STATED EXERCISE> Please gather every line of the data that contains the string "island", copying each such line in full.

(Outline records)
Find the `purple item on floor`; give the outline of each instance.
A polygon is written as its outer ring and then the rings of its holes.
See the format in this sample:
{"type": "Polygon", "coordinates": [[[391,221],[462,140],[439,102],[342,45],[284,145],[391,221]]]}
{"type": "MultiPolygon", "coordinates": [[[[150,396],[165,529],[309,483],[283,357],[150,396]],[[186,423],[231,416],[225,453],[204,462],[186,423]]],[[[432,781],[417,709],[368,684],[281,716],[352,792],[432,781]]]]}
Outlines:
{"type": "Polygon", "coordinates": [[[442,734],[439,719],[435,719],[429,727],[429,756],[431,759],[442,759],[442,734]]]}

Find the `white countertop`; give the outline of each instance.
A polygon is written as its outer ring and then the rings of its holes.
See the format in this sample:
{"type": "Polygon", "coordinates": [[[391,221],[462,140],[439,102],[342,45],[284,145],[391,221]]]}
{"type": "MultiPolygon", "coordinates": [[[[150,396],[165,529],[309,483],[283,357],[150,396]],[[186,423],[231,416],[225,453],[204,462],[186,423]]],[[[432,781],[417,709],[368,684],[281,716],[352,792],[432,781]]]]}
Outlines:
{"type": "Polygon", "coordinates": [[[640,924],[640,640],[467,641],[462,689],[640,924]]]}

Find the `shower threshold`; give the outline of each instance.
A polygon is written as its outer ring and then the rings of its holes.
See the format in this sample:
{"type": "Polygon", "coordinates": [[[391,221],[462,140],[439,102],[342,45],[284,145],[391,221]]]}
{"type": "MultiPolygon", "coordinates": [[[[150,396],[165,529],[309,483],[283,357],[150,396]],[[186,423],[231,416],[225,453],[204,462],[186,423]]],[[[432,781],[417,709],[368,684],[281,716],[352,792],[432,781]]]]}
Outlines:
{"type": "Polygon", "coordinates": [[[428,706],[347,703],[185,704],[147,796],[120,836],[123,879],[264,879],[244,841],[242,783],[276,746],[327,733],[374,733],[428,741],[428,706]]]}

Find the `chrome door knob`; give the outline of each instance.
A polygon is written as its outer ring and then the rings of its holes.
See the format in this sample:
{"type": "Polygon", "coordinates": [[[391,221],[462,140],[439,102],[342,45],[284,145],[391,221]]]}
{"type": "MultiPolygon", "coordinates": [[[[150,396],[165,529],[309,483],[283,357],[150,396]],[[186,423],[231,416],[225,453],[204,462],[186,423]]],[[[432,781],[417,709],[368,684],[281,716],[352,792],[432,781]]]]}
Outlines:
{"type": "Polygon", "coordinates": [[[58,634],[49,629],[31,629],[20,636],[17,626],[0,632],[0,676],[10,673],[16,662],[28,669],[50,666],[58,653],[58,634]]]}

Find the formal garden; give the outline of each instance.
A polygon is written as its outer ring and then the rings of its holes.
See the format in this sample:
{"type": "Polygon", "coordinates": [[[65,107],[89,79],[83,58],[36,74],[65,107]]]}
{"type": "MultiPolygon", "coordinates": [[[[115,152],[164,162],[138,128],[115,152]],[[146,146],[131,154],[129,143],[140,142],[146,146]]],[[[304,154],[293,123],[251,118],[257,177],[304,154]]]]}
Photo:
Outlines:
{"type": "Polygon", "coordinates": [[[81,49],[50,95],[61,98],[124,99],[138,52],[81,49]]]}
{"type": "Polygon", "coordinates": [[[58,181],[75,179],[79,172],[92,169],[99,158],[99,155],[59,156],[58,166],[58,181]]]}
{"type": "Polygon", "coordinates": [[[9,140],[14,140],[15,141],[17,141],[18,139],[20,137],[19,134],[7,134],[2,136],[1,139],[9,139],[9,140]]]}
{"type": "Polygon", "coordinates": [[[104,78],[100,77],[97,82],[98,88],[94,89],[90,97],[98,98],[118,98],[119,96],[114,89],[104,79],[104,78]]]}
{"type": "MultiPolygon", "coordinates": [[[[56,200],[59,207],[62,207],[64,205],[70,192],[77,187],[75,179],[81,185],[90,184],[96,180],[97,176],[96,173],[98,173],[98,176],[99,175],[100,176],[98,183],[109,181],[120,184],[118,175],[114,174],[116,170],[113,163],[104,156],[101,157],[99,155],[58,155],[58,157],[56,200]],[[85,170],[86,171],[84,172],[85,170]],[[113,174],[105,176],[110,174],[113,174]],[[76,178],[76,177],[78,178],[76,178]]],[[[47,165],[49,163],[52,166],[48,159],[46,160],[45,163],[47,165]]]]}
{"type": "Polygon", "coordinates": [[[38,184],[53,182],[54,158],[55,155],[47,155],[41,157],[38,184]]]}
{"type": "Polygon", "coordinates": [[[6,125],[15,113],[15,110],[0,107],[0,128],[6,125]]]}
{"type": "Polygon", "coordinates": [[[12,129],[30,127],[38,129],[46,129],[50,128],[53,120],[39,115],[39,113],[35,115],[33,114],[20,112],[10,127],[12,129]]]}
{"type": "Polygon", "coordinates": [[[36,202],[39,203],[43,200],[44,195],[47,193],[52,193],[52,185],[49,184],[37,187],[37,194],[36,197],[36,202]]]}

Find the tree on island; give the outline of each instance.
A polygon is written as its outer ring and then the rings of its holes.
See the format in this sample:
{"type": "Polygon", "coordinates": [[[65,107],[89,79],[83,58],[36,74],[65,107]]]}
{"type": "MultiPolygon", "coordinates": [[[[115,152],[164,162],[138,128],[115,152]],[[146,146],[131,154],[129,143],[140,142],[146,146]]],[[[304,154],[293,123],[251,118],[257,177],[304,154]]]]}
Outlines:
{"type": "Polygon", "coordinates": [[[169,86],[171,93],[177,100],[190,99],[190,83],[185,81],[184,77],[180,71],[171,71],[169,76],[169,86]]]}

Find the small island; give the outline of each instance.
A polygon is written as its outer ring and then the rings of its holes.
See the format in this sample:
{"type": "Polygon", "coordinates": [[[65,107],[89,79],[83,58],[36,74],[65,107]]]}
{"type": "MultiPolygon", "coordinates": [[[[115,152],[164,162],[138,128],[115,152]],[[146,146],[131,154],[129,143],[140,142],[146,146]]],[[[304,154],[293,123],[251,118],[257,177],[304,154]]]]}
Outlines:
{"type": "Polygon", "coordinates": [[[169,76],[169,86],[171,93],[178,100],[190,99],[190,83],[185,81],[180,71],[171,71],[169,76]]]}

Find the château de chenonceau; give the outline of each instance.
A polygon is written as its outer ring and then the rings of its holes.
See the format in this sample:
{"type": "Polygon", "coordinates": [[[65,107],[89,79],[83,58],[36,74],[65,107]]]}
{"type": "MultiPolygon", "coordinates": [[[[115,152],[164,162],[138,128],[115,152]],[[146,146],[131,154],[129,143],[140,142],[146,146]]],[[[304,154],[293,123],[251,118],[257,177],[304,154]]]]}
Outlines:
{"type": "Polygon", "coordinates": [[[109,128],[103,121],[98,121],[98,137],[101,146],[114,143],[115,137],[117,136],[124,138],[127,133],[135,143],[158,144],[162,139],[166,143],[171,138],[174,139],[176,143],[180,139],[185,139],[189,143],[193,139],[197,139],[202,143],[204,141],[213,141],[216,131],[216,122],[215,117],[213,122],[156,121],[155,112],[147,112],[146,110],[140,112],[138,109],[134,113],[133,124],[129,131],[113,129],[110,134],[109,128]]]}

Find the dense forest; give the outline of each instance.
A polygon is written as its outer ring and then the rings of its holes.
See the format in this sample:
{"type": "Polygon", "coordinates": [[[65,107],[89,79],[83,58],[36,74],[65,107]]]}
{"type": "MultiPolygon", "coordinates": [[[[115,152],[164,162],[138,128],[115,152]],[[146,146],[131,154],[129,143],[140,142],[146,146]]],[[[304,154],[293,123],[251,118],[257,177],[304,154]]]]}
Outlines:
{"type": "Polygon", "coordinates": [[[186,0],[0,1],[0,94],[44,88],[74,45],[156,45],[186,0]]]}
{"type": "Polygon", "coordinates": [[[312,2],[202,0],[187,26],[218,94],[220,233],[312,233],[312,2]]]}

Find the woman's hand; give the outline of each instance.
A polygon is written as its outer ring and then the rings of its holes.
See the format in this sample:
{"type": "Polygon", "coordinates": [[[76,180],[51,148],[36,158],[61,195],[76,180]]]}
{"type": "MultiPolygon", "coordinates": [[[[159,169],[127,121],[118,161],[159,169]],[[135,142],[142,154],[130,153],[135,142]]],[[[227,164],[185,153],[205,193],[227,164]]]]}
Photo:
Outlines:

WORKED SOLUTION>
Find the tree on island; give the outline of each instance.
Find the small island; give the outline of each instance.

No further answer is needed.